- Stated exercise -
Count the lines in the records below that contain the string "helmet", and reply with the number alone.

(Rows from a box-labeling dataset)
=====

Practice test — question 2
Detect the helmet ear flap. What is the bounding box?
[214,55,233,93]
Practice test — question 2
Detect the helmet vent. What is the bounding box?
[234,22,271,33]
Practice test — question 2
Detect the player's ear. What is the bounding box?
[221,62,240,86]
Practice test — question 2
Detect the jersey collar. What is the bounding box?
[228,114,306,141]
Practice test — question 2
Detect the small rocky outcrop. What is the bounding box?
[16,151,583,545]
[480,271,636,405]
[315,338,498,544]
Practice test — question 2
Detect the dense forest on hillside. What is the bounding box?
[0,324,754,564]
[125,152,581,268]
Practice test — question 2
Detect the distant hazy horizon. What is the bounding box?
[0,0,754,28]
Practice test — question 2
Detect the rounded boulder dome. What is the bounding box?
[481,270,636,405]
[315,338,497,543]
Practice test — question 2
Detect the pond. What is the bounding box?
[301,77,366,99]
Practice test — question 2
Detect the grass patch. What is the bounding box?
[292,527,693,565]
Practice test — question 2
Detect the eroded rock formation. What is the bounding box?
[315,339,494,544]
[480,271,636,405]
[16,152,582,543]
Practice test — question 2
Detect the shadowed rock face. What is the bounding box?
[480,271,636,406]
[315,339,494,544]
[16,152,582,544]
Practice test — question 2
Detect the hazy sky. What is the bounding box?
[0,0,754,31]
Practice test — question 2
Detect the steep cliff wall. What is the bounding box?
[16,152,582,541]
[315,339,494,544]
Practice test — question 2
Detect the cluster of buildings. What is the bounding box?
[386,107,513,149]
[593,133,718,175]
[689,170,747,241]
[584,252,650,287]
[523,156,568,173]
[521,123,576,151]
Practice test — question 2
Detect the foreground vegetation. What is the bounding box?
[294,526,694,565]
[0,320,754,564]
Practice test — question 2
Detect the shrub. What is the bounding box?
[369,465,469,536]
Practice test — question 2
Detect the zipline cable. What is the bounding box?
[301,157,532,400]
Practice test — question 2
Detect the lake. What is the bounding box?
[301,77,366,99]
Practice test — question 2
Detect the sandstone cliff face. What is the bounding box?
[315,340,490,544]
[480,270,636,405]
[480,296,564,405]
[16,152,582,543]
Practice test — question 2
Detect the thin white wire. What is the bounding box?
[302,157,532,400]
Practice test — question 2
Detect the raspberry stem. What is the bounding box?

=====

- Result of this task -
2